Aim
Extract each line of the data below exactly as written.

** begin Provided information **

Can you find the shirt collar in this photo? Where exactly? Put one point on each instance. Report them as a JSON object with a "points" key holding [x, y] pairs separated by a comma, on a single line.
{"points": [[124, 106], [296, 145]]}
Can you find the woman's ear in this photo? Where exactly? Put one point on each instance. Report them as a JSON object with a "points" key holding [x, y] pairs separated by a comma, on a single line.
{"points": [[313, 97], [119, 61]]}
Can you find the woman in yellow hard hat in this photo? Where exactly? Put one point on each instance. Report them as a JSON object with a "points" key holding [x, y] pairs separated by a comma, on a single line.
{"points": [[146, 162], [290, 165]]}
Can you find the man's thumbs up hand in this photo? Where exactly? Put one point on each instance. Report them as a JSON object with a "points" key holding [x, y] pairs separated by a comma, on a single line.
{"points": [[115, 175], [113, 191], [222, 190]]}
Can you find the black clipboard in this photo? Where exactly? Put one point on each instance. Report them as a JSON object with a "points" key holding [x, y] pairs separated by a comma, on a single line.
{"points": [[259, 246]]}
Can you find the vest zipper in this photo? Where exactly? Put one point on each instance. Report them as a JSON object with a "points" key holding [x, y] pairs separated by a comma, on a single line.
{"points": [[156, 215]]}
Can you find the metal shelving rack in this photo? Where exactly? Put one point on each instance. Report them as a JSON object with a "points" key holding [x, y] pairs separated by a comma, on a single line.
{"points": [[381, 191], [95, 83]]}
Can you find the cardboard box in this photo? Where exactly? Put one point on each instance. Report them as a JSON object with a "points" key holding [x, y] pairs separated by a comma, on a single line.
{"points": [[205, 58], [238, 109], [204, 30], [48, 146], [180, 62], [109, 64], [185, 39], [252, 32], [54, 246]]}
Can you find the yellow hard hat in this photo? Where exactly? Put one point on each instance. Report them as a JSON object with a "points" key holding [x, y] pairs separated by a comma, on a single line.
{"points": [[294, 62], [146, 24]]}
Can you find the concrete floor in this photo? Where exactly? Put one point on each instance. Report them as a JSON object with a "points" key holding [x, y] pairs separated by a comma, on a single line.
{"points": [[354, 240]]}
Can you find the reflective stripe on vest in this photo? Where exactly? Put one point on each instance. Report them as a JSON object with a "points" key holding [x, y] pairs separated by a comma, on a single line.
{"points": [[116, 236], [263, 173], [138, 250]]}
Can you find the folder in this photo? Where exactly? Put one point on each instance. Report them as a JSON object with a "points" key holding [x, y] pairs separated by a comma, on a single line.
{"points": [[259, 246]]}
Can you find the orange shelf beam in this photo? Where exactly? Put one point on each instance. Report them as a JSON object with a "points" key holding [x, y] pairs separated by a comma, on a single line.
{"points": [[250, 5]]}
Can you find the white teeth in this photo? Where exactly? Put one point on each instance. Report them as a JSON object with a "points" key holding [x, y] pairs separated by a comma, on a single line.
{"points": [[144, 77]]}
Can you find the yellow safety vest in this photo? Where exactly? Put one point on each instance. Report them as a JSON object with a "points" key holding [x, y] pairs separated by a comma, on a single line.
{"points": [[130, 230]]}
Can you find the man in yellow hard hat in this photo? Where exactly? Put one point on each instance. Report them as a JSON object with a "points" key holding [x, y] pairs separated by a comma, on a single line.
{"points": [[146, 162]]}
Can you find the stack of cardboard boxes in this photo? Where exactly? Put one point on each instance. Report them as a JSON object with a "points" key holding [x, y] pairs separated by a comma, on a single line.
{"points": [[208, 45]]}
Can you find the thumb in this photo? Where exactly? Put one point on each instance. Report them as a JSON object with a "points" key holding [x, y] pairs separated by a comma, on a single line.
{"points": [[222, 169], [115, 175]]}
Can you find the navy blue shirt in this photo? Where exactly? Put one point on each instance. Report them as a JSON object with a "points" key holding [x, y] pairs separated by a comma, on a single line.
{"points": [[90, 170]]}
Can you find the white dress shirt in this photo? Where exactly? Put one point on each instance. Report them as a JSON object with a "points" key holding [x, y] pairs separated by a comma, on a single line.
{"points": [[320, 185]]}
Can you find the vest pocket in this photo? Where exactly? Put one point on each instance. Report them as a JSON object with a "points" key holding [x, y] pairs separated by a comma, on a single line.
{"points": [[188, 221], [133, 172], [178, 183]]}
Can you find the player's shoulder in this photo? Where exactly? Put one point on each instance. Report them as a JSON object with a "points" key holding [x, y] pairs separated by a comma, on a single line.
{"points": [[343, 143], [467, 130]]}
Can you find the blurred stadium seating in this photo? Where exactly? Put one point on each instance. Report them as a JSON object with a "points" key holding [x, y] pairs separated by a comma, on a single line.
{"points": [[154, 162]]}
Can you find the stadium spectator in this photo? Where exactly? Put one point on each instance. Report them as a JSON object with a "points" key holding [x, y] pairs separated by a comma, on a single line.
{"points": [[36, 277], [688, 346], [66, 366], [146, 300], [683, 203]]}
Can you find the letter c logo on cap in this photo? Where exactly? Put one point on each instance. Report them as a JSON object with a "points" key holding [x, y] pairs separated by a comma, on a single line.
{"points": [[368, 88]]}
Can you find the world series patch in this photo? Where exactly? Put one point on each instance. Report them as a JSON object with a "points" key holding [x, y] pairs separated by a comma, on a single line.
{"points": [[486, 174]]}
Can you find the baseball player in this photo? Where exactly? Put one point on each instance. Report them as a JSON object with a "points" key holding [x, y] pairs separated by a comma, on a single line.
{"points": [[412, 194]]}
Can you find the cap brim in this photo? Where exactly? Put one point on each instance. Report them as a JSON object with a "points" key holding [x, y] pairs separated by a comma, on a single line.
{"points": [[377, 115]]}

** end Provided information **

Final answer
Can you find the shirt collar in this photo? Where exactly? Put one point on each instance. Report them as a JSON object with a "points" key holding [x, y] pairs separated by a comma, on a single line.
{"points": [[124, 106], [296, 145]]}
Can you find the woman's ear in this photo? Where exactly? Put one point on each instance. Report them as a JSON object with a "points" key holding [x, y] pairs separated by a comma, on a single line.
{"points": [[313, 97], [119, 61]]}
Can you find the woman in yellow hard hat in this photo? Where exactly? Put one point on each instance. Report them as a JSON object with a "points" key holding [x, y] pairs separated by a comma, on a single line.
{"points": [[146, 162], [290, 165]]}
Can you find the man's thumbs up hand in this photo? Where exactly? Put one point on each instance. Report them as a JSON object with a "points" key holding [x, y] pairs separated by a comma, on a single line.
{"points": [[115, 175], [113, 191], [222, 190]]}
Can you find the black clipboard in this photo? Where exactly? Put one point on each instance. Report them as a JSON object with a "points" key holding [x, y] pairs separated by a comma, on a single line.
{"points": [[259, 246]]}
Can you find the vest zipper in this photo? Where exactly? Put one point on each instance. Report them as a JSON object with a "points" key holding [x, y] pairs separated by a comma, on a single line.
{"points": [[156, 215]]}
Can you find the metal shelving rack in this photo? Where exactly? Put one point on each instance. Report them as a JSON object with a "points" key holding [x, y] pairs separated by a comma, on a single line.
{"points": [[381, 191], [95, 83]]}
Can you find the cardboard box in this photo? Where exactly? Put one point on each instance. Report them as a JSON object with a "points" key holding [x, y] pairs separated by a comma, on a single line.
{"points": [[205, 58], [238, 109], [204, 30], [48, 146], [180, 62], [109, 64], [185, 39], [252, 32], [54, 246]]}
Can you find the yellow hard hat in this photo? Where exactly? Put one point on each instance. Report them as a JSON object with a "points" key holding [x, y] pairs separated by a comma, on a single line.
{"points": [[294, 62], [146, 24]]}
Can you find the concrete floor in this photo? Where exactly? Put one point on each instance. Report them as a JSON object with a "points" key holding [x, y] pairs separated by a comma, on a single line.
{"points": [[354, 240]]}
Can you find the reflective stripe on vest in this photo? Where exactly? Put one point on each instance. Report them as a JSON object with a "points" key holding [x, y] pairs separated by a comma, on a single line.
{"points": [[116, 236], [263, 173], [138, 250]]}
Can you find the folder in this photo? Where exactly? Put one point on each instance. Report them as a JSON object with a "points" key holding [x, y] pairs separated by a comma, on a single line.
{"points": [[259, 246]]}
Can you find the orange shelf beam in this photo? Where exactly? Put one point on each instance. Report them as a JSON object with a "points" key holding [x, y] pairs separated by a comma, on a single line.
{"points": [[250, 5]]}
Can you find the white teeth in this photo? Where exactly? Put one point on each instance. Report them as a JSON object with a "points" key holding [x, y] pairs separated by a comma, on a single line.
{"points": [[144, 77]]}
Can you find the yellow safety vest in this photo? Where exactly? Put one point on each instance. Report them as a JSON object with a "points" key holding [x, y] pairs separated by a comma, on a single line.
{"points": [[130, 230]]}
Can you find the man in yellow hard hat in this photo? Where exactly? Put one point on each instance. Report them as a JSON object with a "points" key holding [x, y] pairs separated by a comma, on a single line.
{"points": [[146, 162]]}
Can you find the stack of cardboard boxes in this photo? Where exactly? Put one point on each instance. Report them as a JSON object with a "points" key holding [x, y] pairs separated by a comma, on a single line.
{"points": [[208, 45]]}
Can you find the thumb in this photo? Where exactly? Put one point on each instance. Report them as a JSON object with a "points" key holding [x, y] pairs separated by a comma, on a single line.
{"points": [[222, 169], [115, 175]]}
Can you find the navy blue shirt in this photo? Where exactly? Put one point on each instance. Report them as a JSON object with a "points" key holding [x, y] pairs separated by a comma, on a single line.
{"points": [[90, 170]]}
Can you find the white dress shirt in this photo? Where exactly? Put one point on each instance. Report them as a JSON object with a "points" key holding [x, y] pairs separated by a comma, on a single line.
{"points": [[320, 185]]}
Can you find the vest pocket in this photo? Where exactly? Put one point on each instance. Report them as a JSON object with a "points" key holding [x, y] pairs separated by a comma, on a single line.
{"points": [[188, 221], [133, 172], [178, 183]]}
Can you find the player's shoulder in this photo? Where exactly? Put one point on each instance. Report them as a JSON object with a "points" key holding [x, y] pairs separated by a comma, on a single line.
{"points": [[343, 143], [467, 130]]}
Can you find the blurred stadium seating in this photo? Where exactly? Put one point on each instance. Report them as a JSON object with a "points" key holding [x, y] pairs separated by a comma, on a single line.
{"points": [[154, 162]]}
Can you find the stadium spectator in this photo? Where exactly? Put one point on each instance. Report them as a JSON object with a "points" key holding [x, y] pairs separated by a comma, on a single line.
{"points": [[36, 277], [688, 346], [66, 366], [146, 300], [683, 203]]}
Can you find the letter c logo on cap in this photo? Where exactly? Put one point on each instance. Report them as a JSON object with a "points" key holding [x, y] pairs separated by a comma, on a single line.
{"points": [[368, 88]]}
Can you find the world series patch in this photo? Where exactly? Put one point on each instance. Report them as a JSON object with a "points" key holding [x, y] pairs separated by a comma, on a single line.
{"points": [[486, 174]]}
Can you find the baseball player in this photo? Where exactly? Put one point on each instance. Report them as a JSON object with a "points" key holding [x, y] pairs separated by a comma, on a single line.
{"points": [[412, 194]]}
Can you find the cap brim in this photo? Where exactly? Put one point on each instance. Report them as a JSON object with a "points" key holding [x, y] pairs separated by a comma, on a single line.
{"points": [[377, 115]]}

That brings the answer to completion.